▶ Work required: In the records below, take the lines starting at the one containing "Wanted = one point per instance on the backpack" and ending at the one containing "x=450, y=271", and write them out as a Markdown table with the columns Row and Line, leaving out any blank lines.

▶ Data lines:
* BEGIN *

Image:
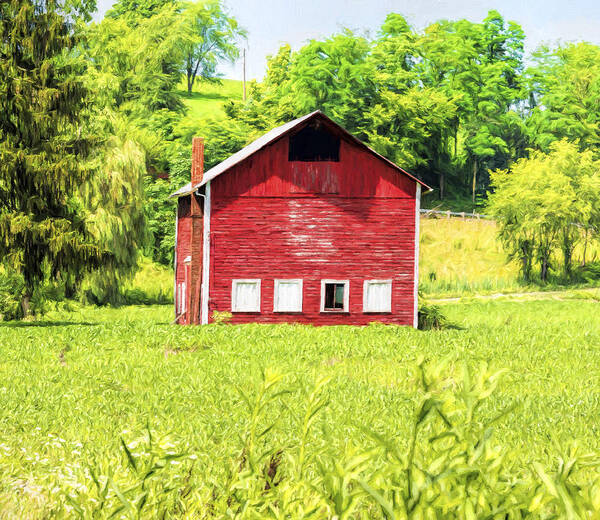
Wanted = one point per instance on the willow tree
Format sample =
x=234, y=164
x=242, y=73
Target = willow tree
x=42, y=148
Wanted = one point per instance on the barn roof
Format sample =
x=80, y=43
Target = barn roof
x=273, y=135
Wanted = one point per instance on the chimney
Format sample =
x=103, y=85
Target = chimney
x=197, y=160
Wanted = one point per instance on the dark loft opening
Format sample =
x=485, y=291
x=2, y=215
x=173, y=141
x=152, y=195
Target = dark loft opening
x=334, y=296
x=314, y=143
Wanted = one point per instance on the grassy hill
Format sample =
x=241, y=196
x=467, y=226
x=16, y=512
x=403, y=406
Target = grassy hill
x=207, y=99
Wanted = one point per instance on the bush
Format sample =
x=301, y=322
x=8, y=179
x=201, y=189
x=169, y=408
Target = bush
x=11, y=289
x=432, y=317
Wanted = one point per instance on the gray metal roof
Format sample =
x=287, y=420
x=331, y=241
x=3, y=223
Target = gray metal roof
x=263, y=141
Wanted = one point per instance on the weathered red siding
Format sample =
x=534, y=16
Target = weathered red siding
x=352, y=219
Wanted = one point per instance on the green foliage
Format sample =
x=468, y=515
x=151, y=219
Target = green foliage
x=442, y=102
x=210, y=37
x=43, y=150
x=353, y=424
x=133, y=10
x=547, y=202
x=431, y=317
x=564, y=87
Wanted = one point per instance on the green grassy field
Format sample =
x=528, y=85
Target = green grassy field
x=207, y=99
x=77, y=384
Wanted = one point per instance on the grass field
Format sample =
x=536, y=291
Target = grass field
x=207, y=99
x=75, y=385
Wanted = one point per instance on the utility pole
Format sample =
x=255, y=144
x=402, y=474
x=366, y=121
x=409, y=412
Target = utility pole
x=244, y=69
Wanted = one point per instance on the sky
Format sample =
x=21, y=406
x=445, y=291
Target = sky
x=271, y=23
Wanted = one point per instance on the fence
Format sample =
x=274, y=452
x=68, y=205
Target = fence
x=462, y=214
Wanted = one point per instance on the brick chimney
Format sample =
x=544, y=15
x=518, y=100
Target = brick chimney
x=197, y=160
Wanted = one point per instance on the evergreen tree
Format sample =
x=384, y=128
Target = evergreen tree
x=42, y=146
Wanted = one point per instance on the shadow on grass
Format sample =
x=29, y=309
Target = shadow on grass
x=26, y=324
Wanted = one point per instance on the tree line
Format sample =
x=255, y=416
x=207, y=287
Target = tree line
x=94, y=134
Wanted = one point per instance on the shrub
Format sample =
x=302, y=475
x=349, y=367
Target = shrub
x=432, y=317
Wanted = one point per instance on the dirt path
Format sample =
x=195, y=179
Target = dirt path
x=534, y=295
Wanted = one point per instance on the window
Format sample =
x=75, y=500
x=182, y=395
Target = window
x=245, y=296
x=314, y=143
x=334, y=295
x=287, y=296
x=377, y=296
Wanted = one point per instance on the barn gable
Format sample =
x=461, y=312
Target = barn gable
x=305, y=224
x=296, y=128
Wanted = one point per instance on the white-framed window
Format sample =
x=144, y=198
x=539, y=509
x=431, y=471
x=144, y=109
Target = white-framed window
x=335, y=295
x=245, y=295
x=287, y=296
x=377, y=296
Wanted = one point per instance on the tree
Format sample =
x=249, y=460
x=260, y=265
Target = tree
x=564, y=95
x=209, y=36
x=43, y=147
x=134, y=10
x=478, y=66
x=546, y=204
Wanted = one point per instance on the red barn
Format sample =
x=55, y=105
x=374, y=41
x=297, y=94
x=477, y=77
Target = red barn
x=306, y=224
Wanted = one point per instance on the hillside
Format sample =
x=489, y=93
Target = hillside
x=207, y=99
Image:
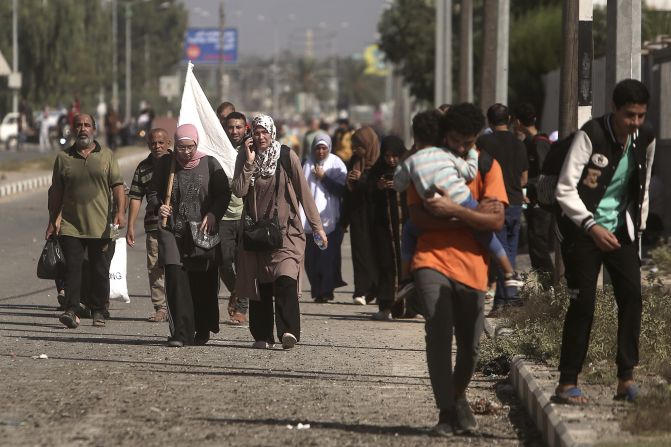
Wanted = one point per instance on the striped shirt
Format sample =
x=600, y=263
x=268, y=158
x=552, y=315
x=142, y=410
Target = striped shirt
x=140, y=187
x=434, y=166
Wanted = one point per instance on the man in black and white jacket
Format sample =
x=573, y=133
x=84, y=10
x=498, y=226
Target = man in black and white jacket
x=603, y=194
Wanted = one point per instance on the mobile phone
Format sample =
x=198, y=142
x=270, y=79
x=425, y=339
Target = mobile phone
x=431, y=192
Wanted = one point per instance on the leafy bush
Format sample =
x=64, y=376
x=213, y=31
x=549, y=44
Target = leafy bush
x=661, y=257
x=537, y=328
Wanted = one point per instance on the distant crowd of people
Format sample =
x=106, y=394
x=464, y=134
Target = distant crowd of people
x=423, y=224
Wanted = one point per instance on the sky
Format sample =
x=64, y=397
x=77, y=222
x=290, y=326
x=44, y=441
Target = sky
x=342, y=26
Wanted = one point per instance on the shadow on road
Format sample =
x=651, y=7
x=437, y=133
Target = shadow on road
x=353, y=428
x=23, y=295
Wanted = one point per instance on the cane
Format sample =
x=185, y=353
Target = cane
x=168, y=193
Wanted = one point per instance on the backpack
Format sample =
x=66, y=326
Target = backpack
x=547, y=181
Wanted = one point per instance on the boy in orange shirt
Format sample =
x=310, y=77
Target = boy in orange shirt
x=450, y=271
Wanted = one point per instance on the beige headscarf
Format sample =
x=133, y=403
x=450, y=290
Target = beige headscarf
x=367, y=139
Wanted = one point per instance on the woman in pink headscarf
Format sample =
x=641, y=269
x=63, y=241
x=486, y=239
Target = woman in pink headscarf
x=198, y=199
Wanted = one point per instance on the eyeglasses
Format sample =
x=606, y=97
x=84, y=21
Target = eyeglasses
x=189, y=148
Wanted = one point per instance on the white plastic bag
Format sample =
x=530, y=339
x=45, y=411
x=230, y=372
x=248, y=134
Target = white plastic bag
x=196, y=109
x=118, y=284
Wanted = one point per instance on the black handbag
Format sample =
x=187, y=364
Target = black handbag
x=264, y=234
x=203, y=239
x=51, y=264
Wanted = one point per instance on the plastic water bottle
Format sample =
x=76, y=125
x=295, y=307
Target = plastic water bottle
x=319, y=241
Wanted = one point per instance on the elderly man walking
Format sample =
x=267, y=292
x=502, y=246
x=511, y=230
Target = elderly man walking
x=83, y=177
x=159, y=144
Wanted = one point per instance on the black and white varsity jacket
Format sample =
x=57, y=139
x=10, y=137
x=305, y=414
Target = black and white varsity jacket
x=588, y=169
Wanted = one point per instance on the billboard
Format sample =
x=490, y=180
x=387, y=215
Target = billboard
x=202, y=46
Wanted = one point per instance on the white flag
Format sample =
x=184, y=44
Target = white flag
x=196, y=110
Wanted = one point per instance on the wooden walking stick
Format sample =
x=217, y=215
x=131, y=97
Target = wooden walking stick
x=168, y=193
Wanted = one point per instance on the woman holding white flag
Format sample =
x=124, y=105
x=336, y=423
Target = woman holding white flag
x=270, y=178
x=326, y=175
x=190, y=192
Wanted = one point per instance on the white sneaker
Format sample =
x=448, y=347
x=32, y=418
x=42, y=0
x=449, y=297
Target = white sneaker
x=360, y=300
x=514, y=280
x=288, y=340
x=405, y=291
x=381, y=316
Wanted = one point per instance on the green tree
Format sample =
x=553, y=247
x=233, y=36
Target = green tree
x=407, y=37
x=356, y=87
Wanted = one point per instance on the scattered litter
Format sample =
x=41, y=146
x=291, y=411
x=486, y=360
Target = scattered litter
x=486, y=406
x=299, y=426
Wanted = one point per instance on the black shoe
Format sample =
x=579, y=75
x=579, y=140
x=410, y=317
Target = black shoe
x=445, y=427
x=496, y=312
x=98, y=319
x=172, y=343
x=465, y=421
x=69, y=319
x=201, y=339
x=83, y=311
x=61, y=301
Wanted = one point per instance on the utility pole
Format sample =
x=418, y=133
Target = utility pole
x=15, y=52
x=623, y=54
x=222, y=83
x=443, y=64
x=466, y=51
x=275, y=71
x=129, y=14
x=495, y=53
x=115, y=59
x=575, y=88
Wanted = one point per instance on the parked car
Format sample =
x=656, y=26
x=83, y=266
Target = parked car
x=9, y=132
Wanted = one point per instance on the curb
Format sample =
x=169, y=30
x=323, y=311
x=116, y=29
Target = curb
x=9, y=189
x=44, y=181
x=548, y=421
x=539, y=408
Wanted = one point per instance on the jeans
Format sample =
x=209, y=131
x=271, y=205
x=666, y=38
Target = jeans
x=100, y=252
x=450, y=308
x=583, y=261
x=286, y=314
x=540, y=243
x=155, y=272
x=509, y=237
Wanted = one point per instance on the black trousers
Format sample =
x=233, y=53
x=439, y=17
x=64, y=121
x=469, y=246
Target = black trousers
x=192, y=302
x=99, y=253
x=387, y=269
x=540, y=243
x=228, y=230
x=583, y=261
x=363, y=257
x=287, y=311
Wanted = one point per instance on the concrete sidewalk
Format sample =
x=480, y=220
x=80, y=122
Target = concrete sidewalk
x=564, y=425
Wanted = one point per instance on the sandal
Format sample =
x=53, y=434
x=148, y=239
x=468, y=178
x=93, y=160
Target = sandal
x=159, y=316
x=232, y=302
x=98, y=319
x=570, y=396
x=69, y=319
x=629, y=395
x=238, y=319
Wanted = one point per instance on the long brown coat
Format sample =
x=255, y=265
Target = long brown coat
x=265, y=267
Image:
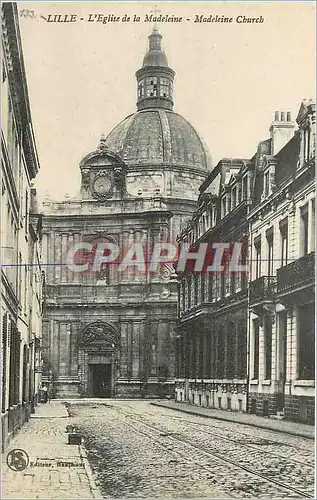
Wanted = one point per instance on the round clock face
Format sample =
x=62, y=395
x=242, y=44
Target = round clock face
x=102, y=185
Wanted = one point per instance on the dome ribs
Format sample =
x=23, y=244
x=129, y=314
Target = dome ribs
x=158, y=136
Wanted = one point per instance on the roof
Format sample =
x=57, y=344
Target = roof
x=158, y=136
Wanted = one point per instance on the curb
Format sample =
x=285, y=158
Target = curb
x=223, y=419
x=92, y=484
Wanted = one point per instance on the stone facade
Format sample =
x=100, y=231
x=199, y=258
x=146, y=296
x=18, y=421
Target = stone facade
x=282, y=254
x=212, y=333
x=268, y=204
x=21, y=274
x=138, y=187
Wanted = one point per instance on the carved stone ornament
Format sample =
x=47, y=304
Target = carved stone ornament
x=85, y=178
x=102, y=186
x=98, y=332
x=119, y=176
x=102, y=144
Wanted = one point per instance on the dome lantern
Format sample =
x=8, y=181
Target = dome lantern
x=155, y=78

* END *
* BEGIN *

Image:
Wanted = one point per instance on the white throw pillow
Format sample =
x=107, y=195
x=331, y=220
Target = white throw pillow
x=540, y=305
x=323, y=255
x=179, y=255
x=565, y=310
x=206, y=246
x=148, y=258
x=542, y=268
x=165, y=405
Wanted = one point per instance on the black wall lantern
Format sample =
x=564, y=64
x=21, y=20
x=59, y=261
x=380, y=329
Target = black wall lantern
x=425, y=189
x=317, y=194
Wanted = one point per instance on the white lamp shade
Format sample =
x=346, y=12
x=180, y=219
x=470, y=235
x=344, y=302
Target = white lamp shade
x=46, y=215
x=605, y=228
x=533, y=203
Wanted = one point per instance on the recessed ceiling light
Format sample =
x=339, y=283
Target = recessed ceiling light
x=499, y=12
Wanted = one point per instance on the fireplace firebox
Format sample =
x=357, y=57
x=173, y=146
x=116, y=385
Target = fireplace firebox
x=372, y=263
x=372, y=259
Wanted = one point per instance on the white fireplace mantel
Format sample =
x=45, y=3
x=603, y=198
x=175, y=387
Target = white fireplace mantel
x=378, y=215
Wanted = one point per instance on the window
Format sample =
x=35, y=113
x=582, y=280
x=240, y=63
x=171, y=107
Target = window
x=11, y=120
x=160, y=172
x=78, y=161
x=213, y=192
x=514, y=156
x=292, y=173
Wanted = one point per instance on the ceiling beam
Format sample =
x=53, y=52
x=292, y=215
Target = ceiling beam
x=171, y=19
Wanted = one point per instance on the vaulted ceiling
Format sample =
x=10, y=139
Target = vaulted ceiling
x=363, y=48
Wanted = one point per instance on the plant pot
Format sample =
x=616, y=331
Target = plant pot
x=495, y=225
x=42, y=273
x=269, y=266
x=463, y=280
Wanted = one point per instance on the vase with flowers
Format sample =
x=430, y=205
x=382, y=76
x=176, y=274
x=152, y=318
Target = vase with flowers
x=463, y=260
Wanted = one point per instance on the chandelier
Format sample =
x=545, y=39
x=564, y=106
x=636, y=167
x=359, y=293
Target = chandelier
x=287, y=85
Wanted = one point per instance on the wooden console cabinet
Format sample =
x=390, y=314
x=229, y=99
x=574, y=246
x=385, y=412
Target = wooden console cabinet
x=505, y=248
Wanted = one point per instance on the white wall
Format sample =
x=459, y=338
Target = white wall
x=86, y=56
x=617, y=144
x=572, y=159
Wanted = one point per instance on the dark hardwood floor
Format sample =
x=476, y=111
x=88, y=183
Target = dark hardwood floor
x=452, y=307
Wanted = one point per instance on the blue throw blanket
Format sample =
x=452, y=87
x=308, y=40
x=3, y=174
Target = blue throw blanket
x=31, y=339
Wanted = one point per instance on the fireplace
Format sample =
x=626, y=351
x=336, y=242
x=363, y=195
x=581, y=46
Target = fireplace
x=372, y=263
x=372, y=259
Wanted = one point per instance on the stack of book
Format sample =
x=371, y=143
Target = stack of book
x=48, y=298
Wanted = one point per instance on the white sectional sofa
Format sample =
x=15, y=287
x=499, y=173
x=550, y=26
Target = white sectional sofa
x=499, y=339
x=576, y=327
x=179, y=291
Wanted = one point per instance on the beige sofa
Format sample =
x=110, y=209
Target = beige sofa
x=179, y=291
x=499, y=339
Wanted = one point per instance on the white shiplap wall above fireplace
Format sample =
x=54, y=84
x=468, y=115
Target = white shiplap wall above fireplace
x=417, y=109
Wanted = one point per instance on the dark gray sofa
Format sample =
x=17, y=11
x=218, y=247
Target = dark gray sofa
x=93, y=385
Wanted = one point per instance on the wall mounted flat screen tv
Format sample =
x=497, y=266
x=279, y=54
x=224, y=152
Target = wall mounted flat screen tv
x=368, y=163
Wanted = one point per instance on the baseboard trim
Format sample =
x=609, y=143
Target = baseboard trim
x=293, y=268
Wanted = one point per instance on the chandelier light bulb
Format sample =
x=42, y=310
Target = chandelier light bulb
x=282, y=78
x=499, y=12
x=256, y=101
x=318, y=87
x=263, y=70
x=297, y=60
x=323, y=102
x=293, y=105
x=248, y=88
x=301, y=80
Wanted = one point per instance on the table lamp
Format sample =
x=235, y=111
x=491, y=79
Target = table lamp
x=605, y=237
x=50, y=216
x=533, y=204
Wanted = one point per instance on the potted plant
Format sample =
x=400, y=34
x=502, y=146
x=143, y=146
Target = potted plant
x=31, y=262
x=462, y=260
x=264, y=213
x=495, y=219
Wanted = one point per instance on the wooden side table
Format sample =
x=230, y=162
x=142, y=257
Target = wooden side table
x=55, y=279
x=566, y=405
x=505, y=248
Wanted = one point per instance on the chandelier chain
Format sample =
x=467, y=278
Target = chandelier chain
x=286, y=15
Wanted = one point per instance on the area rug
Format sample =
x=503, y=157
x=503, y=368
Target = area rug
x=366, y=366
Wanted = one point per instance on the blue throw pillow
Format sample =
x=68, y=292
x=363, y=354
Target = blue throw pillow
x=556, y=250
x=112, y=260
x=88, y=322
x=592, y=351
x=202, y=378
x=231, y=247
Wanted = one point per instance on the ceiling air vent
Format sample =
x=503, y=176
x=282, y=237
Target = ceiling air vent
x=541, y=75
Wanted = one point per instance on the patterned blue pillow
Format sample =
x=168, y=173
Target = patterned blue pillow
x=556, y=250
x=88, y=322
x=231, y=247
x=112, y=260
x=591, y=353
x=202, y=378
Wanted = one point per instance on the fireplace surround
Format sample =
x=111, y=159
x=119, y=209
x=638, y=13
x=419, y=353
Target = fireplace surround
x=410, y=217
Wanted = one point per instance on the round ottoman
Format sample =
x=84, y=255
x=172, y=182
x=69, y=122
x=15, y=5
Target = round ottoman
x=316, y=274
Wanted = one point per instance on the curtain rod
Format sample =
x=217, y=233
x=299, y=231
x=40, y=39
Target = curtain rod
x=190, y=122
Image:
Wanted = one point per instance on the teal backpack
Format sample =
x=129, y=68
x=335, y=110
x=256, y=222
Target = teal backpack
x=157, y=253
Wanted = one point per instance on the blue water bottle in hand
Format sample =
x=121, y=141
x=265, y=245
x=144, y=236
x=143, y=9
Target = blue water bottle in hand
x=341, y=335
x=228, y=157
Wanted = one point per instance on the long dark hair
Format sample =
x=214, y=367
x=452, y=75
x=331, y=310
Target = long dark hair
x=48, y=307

* END *
* BEGIN *

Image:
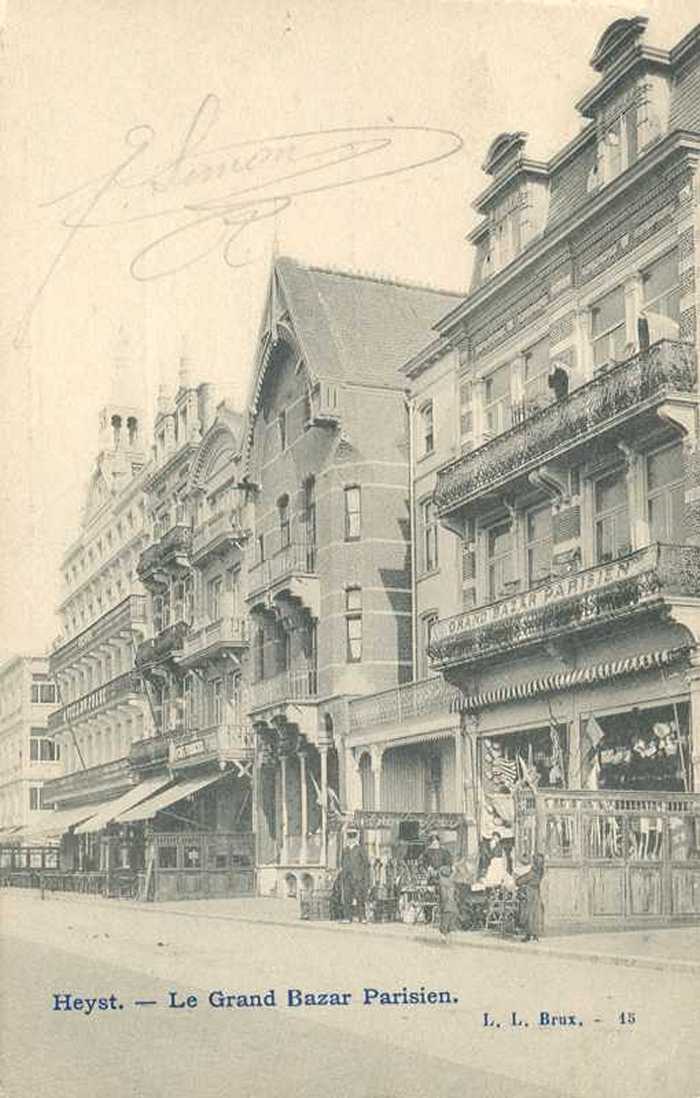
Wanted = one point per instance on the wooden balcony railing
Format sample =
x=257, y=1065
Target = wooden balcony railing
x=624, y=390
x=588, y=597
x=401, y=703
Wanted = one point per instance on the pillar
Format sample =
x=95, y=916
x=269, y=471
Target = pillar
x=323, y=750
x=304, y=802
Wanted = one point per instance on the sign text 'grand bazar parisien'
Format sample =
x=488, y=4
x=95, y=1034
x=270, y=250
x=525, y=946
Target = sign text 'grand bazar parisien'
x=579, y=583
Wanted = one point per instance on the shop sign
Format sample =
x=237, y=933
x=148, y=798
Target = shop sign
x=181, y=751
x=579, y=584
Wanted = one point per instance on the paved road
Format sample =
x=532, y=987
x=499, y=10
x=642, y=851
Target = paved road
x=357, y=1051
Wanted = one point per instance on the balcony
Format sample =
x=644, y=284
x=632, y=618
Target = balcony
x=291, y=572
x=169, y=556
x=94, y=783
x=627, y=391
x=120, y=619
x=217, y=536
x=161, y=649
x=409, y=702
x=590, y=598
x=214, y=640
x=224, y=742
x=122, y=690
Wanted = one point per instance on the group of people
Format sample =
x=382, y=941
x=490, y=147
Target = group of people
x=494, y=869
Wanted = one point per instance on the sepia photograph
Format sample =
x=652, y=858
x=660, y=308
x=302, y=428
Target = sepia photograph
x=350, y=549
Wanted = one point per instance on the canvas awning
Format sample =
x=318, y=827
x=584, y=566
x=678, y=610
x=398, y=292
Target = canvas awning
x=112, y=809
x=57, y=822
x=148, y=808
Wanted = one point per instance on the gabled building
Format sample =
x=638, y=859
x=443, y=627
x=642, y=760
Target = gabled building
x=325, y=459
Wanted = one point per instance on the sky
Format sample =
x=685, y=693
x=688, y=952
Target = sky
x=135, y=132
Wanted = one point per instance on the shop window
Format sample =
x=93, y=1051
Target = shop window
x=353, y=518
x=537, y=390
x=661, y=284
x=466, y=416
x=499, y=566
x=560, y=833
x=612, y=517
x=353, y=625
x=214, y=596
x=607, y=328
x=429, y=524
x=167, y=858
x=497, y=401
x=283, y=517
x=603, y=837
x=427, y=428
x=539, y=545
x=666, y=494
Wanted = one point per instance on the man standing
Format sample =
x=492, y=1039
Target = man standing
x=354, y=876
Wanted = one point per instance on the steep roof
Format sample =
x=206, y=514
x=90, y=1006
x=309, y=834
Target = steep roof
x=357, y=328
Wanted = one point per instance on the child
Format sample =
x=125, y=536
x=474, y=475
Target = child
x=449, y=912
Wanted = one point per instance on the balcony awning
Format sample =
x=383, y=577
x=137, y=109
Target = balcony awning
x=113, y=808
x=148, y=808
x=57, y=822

* END *

▶ Result:
| Row | Line |
|---|---|
| 1 | Wanted = one point per instance on the backpack |
| 2 | Format sample = |
| 3 | x=66, y=326 |
| 4 | Target = backpack |
| 5 | x=547, y=181 |
| 6 | Wanted = one point per instance on the boy in orange shirt |
| 7 | Format sample = |
| 8 | x=310, y=77 |
| 9 | Target = boy in orange shirt |
| 10 | x=450, y=271 |